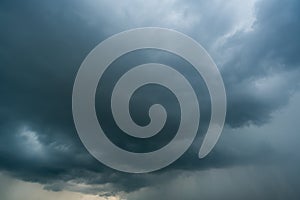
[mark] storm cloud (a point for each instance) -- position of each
(42, 44)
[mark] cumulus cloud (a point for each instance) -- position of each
(255, 45)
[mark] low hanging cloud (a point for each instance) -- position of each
(44, 43)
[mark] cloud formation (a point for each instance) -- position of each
(255, 45)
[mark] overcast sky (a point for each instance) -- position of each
(255, 45)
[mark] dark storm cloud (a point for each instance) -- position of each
(44, 43)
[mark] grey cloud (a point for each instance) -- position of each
(43, 44)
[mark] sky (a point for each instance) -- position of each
(255, 45)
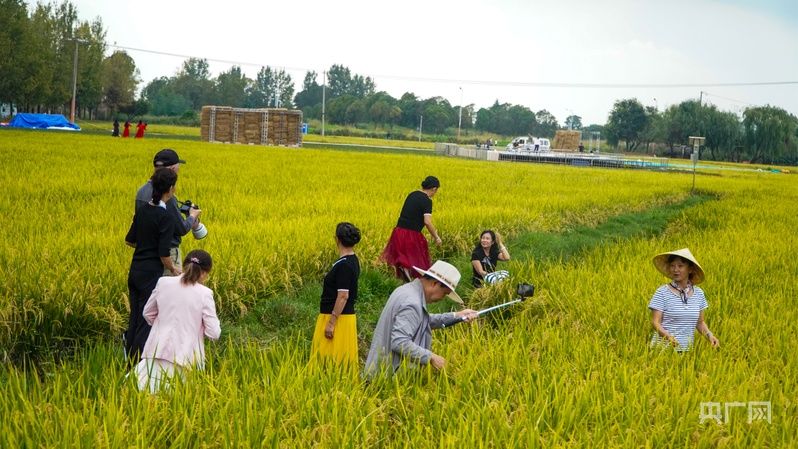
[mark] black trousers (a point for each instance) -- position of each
(140, 284)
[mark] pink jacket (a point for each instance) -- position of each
(180, 316)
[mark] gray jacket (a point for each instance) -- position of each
(403, 331)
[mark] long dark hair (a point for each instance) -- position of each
(162, 180)
(494, 247)
(194, 264)
(347, 234)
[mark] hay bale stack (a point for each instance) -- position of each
(567, 140)
(223, 131)
(226, 124)
(205, 123)
(249, 130)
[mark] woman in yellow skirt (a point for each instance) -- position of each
(335, 337)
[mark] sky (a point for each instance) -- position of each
(565, 56)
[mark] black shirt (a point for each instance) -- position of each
(151, 231)
(342, 276)
(488, 264)
(417, 204)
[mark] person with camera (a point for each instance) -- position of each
(168, 158)
(677, 308)
(488, 252)
(404, 330)
(182, 314)
(150, 235)
(335, 337)
(407, 246)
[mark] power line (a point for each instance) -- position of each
(491, 83)
(730, 99)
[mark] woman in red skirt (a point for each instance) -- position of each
(407, 247)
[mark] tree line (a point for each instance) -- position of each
(37, 61)
(765, 134)
(36, 67)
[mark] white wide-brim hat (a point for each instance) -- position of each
(661, 262)
(447, 274)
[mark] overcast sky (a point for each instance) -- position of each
(492, 49)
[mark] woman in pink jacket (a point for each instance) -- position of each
(181, 312)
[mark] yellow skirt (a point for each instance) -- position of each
(342, 347)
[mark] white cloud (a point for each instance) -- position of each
(567, 41)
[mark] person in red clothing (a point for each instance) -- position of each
(140, 130)
(408, 248)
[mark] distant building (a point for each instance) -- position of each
(7, 110)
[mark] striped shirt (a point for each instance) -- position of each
(679, 320)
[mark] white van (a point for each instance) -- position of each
(526, 143)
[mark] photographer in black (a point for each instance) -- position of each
(168, 158)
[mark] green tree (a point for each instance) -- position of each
(679, 123)
(626, 123)
(136, 108)
(89, 89)
(311, 93)
(193, 82)
(61, 24)
(362, 87)
(547, 124)
(654, 130)
(722, 133)
(573, 122)
(268, 85)
(120, 77)
(160, 94)
(337, 107)
(14, 58)
(411, 110)
(436, 118)
(356, 112)
(339, 79)
(231, 88)
(379, 112)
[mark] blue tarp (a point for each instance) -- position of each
(42, 121)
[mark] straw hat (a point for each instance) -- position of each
(661, 262)
(447, 274)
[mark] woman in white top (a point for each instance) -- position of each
(182, 313)
(677, 308)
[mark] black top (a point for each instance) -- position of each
(488, 264)
(183, 224)
(342, 276)
(416, 205)
(151, 231)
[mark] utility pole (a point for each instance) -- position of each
(75, 79)
(460, 118)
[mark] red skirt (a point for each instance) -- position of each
(407, 249)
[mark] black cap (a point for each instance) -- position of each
(167, 158)
(430, 182)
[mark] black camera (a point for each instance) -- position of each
(186, 206)
(525, 290)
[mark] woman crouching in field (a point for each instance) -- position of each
(335, 337)
(181, 312)
(677, 308)
(488, 252)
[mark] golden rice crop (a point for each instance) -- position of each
(571, 367)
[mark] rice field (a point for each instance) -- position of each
(569, 368)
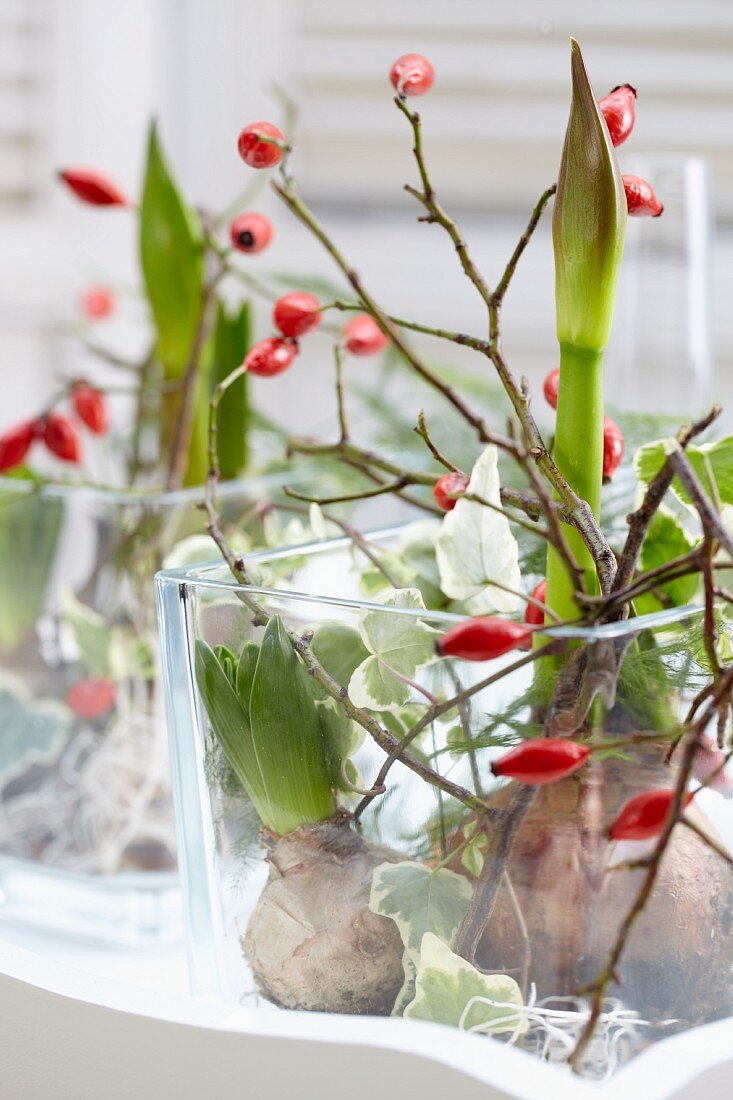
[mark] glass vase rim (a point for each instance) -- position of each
(193, 494)
(199, 575)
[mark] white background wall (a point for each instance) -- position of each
(79, 79)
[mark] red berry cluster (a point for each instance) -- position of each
(619, 109)
(57, 432)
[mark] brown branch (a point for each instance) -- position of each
(638, 521)
(609, 972)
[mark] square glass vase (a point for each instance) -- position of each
(87, 835)
(378, 866)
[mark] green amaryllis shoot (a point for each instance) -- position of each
(589, 227)
(312, 941)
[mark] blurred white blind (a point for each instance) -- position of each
(23, 67)
(495, 120)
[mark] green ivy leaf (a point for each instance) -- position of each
(712, 463)
(398, 645)
(172, 259)
(665, 540)
(476, 546)
(447, 983)
(419, 900)
(339, 649)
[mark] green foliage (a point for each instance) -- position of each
(712, 463)
(31, 733)
(231, 339)
(419, 900)
(666, 540)
(286, 748)
(477, 552)
(397, 645)
(172, 259)
(446, 985)
(30, 526)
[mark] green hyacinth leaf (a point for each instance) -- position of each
(287, 736)
(172, 259)
(30, 527)
(31, 732)
(231, 339)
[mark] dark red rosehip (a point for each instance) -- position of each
(551, 387)
(62, 438)
(270, 356)
(363, 337)
(446, 486)
(644, 816)
(90, 407)
(93, 187)
(412, 75)
(613, 447)
(641, 200)
(97, 303)
(15, 443)
(534, 615)
(482, 639)
(619, 110)
(259, 153)
(296, 314)
(250, 232)
(543, 761)
(90, 699)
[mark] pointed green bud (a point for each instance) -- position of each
(589, 221)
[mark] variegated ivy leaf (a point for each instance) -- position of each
(448, 990)
(419, 900)
(476, 546)
(407, 992)
(398, 645)
(712, 463)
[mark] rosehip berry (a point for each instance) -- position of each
(542, 761)
(270, 356)
(412, 75)
(15, 443)
(259, 153)
(250, 232)
(644, 816)
(641, 200)
(551, 387)
(620, 112)
(90, 407)
(482, 639)
(447, 485)
(296, 314)
(62, 438)
(363, 337)
(710, 769)
(93, 187)
(613, 447)
(534, 615)
(97, 303)
(90, 699)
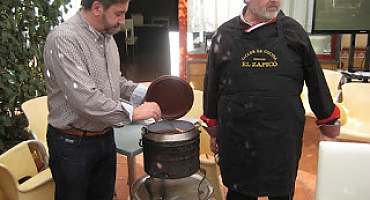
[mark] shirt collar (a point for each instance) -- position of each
(97, 34)
(251, 25)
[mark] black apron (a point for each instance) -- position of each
(261, 117)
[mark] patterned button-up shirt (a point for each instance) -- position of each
(83, 80)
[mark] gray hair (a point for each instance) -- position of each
(87, 4)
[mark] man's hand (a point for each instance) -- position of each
(213, 145)
(147, 110)
(326, 138)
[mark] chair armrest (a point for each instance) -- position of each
(36, 181)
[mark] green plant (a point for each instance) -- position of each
(24, 25)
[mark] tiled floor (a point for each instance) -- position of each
(146, 67)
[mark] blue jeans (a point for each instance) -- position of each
(83, 168)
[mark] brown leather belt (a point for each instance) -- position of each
(81, 133)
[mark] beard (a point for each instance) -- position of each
(271, 10)
(109, 28)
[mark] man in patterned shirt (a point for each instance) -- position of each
(85, 88)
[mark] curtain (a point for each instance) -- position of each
(207, 15)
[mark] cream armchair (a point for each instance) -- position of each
(25, 174)
(36, 112)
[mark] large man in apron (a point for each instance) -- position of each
(256, 69)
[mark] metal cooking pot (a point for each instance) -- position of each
(170, 146)
(171, 149)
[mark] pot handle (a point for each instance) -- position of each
(141, 143)
(144, 130)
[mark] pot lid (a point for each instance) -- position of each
(173, 94)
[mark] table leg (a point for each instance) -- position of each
(131, 168)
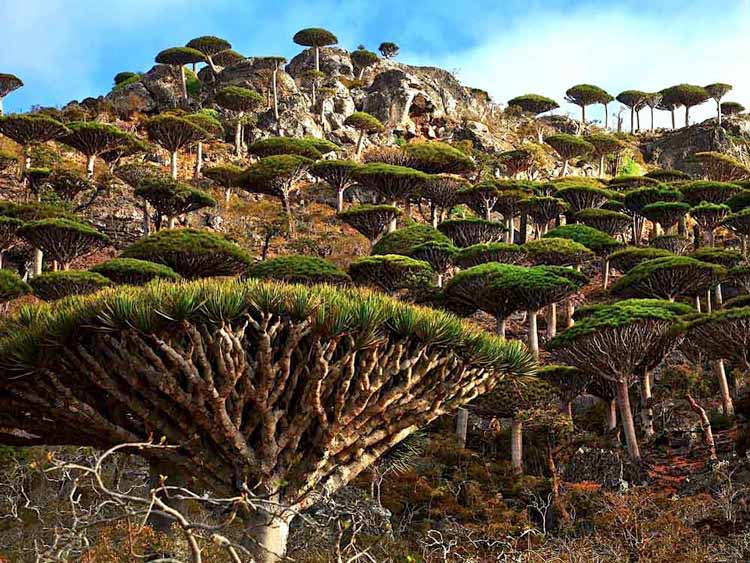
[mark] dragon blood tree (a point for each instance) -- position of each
(617, 343)
(294, 391)
(468, 232)
(597, 241)
(669, 278)
(8, 83)
(569, 381)
(401, 241)
(699, 191)
(370, 220)
(604, 145)
(63, 240)
(439, 255)
(240, 101)
(298, 269)
(568, 147)
(365, 124)
(278, 176)
(579, 198)
(543, 210)
(613, 223)
(171, 199)
(225, 176)
(192, 253)
(391, 273)
(28, 130)
(390, 183)
(510, 398)
(584, 95)
(92, 139)
(316, 38)
(626, 259)
(173, 134)
(339, 174)
(177, 58)
(665, 213)
(130, 271)
(708, 216)
(434, 157)
(481, 198)
(722, 335)
(489, 252)
(52, 286)
(442, 192)
(719, 167)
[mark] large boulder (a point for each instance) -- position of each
(160, 89)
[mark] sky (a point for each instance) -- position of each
(70, 49)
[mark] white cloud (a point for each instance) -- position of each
(547, 52)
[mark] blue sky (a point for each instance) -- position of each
(70, 49)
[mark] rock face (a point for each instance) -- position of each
(674, 149)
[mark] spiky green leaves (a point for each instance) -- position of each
(130, 271)
(391, 272)
(314, 37)
(192, 253)
(533, 103)
(58, 285)
(298, 269)
(365, 122)
(236, 98)
(179, 56)
(669, 278)
(28, 129)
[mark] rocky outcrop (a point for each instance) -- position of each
(674, 149)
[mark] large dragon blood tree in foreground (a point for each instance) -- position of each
(280, 392)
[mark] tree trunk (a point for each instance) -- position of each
(275, 93)
(270, 534)
(516, 446)
(551, 321)
(359, 142)
(38, 262)
(198, 161)
(626, 416)
(647, 412)
(184, 84)
(238, 136)
(605, 273)
(533, 336)
(173, 164)
(462, 427)
(727, 405)
(500, 324)
(708, 435)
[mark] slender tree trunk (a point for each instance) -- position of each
(727, 405)
(708, 435)
(173, 164)
(184, 84)
(647, 412)
(270, 534)
(359, 143)
(551, 321)
(533, 336)
(462, 426)
(198, 161)
(516, 446)
(500, 326)
(38, 262)
(275, 93)
(626, 416)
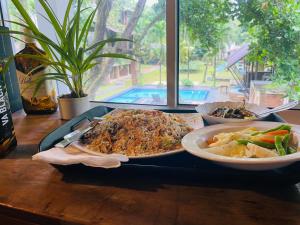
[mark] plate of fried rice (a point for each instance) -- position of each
(139, 133)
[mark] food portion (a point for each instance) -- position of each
(137, 133)
(253, 143)
(233, 113)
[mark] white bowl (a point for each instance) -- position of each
(192, 142)
(207, 108)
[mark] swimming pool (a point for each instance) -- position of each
(159, 95)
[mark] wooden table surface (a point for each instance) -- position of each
(37, 193)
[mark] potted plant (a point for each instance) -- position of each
(69, 58)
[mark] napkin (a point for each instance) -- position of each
(73, 155)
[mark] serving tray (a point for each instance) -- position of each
(181, 166)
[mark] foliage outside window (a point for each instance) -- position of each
(228, 50)
(240, 49)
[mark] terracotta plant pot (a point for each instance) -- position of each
(72, 107)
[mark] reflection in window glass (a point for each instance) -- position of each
(235, 50)
(122, 81)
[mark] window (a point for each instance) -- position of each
(137, 82)
(236, 50)
(227, 50)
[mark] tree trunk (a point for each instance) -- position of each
(205, 72)
(215, 71)
(107, 64)
(157, 18)
(100, 29)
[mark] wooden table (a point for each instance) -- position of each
(36, 193)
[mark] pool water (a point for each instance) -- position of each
(136, 94)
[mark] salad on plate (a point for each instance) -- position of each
(254, 143)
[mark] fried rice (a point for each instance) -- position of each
(137, 133)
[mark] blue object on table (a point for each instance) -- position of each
(11, 79)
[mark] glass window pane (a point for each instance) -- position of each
(235, 50)
(122, 81)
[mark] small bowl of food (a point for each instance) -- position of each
(251, 146)
(230, 112)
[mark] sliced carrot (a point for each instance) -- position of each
(267, 139)
(278, 132)
(211, 140)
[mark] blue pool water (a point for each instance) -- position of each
(136, 94)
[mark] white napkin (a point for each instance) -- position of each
(73, 155)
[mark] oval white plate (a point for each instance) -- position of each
(192, 142)
(207, 108)
(86, 150)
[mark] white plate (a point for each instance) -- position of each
(86, 150)
(194, 120)
(192, 142)
(207, 108)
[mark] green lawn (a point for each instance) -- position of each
(152, 77)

★ ★ ★ ★

#### Aim of the exercise
In the listing above, find the line containing "[mark] blue pool" and please quote exactly that line through the last one, and no other lines.

#### Solution to this task
[mark] blue pool water (a point for each instance) -- position of each
(136, 94)
[mark] white napkin (a point for each instance) -- position of each
(73, 155)
[mark] oval white plate (a point for each instance) -- position of each
(192, 142)
(207, 108)
(86, 150)
[mark] white plate (a point for each instance) -- position of each
(86, 150)
(194, 120)
(192, 142)
(207, 108)
[mark] green lawn (a point for each instance) -- position of each
(152, 77)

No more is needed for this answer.